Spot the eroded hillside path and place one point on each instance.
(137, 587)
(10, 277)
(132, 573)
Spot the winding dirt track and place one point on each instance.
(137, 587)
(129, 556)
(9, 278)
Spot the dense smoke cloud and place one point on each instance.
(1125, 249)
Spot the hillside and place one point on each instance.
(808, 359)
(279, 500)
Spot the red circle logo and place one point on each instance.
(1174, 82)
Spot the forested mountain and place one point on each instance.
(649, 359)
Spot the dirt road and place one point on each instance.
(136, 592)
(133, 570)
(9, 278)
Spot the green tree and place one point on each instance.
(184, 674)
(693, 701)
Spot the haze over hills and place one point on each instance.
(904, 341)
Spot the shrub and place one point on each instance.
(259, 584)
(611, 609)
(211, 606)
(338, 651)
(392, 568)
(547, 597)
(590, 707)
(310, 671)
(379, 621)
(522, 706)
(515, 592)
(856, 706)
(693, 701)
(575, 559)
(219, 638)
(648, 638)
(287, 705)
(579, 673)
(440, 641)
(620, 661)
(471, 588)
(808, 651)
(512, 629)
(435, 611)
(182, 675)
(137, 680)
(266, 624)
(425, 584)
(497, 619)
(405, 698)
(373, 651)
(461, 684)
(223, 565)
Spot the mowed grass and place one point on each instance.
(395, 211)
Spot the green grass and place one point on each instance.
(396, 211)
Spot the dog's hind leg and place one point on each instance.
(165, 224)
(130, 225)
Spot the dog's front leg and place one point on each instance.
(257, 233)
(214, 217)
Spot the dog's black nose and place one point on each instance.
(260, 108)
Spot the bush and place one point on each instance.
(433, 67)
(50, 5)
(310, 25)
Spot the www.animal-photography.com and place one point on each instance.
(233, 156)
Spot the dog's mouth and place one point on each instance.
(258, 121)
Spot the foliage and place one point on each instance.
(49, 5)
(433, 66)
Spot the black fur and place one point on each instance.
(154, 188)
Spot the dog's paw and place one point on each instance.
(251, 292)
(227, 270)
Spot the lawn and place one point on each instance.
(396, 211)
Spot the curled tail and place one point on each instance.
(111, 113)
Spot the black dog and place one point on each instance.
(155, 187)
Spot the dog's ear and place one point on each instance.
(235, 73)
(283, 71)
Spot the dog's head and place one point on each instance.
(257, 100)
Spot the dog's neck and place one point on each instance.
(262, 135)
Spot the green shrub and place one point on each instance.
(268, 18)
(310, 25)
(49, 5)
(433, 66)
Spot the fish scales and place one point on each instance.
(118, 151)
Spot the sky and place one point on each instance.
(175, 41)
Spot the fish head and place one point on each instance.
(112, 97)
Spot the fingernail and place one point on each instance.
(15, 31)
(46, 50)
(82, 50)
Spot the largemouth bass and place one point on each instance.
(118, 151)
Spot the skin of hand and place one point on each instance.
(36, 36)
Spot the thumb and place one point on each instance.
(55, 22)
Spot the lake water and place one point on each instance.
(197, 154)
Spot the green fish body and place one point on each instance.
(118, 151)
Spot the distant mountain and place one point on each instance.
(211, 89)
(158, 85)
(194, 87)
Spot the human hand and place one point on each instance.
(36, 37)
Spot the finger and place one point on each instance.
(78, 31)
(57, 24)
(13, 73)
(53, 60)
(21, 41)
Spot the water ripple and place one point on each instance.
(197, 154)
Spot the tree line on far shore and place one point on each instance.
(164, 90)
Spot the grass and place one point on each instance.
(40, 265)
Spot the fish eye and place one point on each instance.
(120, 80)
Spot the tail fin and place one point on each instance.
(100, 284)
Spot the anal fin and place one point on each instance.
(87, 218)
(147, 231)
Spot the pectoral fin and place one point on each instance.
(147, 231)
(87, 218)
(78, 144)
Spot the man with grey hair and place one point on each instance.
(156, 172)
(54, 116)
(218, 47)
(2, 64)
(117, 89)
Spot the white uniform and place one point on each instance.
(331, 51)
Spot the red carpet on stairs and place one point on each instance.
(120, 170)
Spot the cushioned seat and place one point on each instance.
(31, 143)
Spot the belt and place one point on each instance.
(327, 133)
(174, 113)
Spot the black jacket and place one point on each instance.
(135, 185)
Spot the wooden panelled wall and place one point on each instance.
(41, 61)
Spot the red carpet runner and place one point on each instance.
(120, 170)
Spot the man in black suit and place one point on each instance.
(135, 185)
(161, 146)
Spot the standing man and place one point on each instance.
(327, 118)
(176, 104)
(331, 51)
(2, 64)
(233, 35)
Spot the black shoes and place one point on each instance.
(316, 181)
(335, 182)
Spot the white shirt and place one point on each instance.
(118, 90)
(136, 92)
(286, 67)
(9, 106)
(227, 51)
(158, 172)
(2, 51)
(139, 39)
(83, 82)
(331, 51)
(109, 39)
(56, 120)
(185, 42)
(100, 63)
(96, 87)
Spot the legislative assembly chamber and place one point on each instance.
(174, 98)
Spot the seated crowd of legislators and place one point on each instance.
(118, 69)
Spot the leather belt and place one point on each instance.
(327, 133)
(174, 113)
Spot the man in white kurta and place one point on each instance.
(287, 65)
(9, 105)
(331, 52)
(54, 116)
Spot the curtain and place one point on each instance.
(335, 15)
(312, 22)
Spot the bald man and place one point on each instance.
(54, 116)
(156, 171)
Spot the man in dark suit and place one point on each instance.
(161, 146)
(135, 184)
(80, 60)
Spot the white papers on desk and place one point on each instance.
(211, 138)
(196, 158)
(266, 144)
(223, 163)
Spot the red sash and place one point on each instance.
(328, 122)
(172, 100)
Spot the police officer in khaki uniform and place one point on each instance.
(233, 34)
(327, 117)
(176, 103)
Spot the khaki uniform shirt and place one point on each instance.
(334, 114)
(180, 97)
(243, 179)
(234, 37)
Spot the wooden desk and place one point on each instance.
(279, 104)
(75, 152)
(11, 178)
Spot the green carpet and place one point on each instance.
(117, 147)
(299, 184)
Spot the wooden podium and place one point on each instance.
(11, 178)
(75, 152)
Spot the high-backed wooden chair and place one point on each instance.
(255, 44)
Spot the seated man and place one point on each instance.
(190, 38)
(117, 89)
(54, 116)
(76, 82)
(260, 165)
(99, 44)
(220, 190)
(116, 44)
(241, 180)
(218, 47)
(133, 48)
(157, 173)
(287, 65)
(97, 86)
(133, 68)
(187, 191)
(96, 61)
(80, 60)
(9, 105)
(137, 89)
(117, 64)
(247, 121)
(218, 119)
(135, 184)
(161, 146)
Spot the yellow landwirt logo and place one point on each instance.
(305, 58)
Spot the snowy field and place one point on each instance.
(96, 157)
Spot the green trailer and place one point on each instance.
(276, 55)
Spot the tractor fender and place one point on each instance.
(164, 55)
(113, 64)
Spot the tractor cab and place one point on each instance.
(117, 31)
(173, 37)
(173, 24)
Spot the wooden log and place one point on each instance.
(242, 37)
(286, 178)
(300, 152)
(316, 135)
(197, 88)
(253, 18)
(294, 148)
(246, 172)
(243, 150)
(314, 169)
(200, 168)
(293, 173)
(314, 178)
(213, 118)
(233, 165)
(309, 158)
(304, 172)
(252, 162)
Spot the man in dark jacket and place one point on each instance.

= = = = = = =

→ Assignment:
Each line from the one with "Spot the wooden log" through the last line of the material is to be retyped exactly, and no other line is.

→ Result below:
Spot the wooden log and place one point on each instance.
(242, 37)
(286, 178)
(300, 152)
(316, 135)
(197, 88)
(253, 18)
(294, 148)
(246, 172)
(243, 150)
(314, 169)
(200, 168)
(293, 173)
(314, 178)
(213, 118)
(233, 165)
(309, 158)
(304, 172)
(252, 162)
Spot the man in dark jacket and place one point on each instance.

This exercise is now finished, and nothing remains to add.